■ Supplied text
******************************

The phenomenon of coarticulation, i.e., that phoneme production is affected by planning and production of neighboring phonemes, has long been established using kinematic, physiologic (EMG), and acoustic methods (Denby et al., 2010; Kent, 1977; Magen, 1997; Öhman, 1966; Schultz and Wand, 2010; Whalen, 1990). Our results showing discrimination of intraword phoneme position and differences in allophone encoding confirm the existence of phoneme coarticulation in cortical activity as well. Bouchard and colleagues first demonstrated evidence of M1v representation of coarticulation during vowel production (Bouchard and Chang, 2014). Our results demonstrate cortical representation of coarticulation during consonant production. Some have suggested that coarticulation can be explained by the different gestures that are used when phonemes are in different contexts (Browman and Goldstein, 1992; Buchwald, 2014). Since gestures can be thought of as a rough estimate of articulator movements, our results demonstrating gesture encoding suggest that M1v and PMv likely encode the kinematics of articulators to a greater extent than the phonemic (or possibly acoustic) outputs.
The use of allophones enabled us to dissociate the correlation between phonemes and gestures, as a single consonant phoneme is produced differently in the different allophones. In M1v, the CClAs did not behave like either the VLC phonemes or VC phonemes, though they were more similar to VC phonemes. Overall, this suggests that the CClAs are produced differently than either VCs or VLCs, which supports previous findings. Prior to release of the laryngeal constriction, the CClAs are hypothesized to be associated with a laryngeal gesture that is absent in VC phonemes (Browman and Goldstein, 1992). Thus, it is not surprising that we observed this difference in classification between CClAs and VCs (Figure 4A). These results, therefore, still support a gestural representation in M1v as well as in PMv and IFG.
This study provides a deeper look into IFG activity during speech production. The role of IFG in speech production to date has been unclear. The classical view of Broca that IFG was involved in word generation (Broca, 1861) has been contradicted by more recent studies providing conflicting imaging evidence of phoneme production (Wise et al., 1999), syllables (Indefrey and Levelt, 2004), and syllable to phoneme sequencing and timing (Flinker et al., 2015; Gelfand and Bookheimer, 2003; Long et al., 2016; Papoutsi et al., 2009). Flinker et al. showed that IFG activity was involved in articulatory sequencing (Flinker et al., 2015). The trend toward greater accuracy in classifying gestures than phonemes using IFG activity suggests that there is at least some information in IFG related to gesture production. While our results cannot completely address IFG’s function due to somewhat limited electrode coverage (mainly pars opercularis) and experimental design, they do provide evidence for gesture representation in IFG.

******************************

■ Data under study
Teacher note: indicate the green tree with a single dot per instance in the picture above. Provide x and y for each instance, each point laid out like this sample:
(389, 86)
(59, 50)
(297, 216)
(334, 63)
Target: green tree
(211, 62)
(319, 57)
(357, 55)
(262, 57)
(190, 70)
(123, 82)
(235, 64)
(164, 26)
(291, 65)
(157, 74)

******************************

■ Exercises to complete
1 - In the coarticulation text, shorten the paragraph that begins "This study provides a deeper look into IFG activity" into a bulleted list that keeps its main facts.
2 - Rewrite the part of the coarticulation text that starts with the words "The use of allophones" and ends with "PMv and IFG.", swapping "surprising" for "unexpected".
3 - According to the coarticulation text, who first showed that M1v represents coarticulation during vowel production?

■ Expected responses
1 -
- The study looks more closely at IFG activity during speech production, a role that has so far been unclear.
- Broca's classical view that IFG is involved in word generation (Broca, 1861) has been contradicted by later imaging studies with conflicting evidence: phoneme production, syllables, and syllable-to-phoneme sequencing and timing.
- Flinker et al. (2015) showed that IFG activity was involved in articulatory sequencing.
- Using IFG activity, gestures tended to be classified more accurately than phonemes, suggesting IFG holds at least some information related to gesture production.
- Limited electrode coverage (mainly pars opercularis) and the experimental design keep the results from fully explaining IFG's function, but they do provide evidence for gesture representation in IFG.

2 -
The use of allophones enabled us to dissociate the correlation between phonemes and gestures, as a single consonant phoneme is produced differently in the different allophones. In M1v, the CClAs did not behave like either the VLC phonemes or VC phonemes, though they were more similar to VC phonemes. Overall, this suggests that the CClAs are produced differently than either VCs or VLCs, which supports previous findings. Prior to release of the laryngeal constriction, the CClAs are hypothesized to be associated with a laryngeal gesture that is absent in VC phonemes (Browman and Goldstein, 1992). Thus, it is not unexpected that we observed this difference in classification between CClAs and VCs (Figure 4A). These results, therefore, still support a gestural representation in M1v as well as in PMv and IFG.

3 - Bouchard and colleagues (Bouchard and Chang, 2014).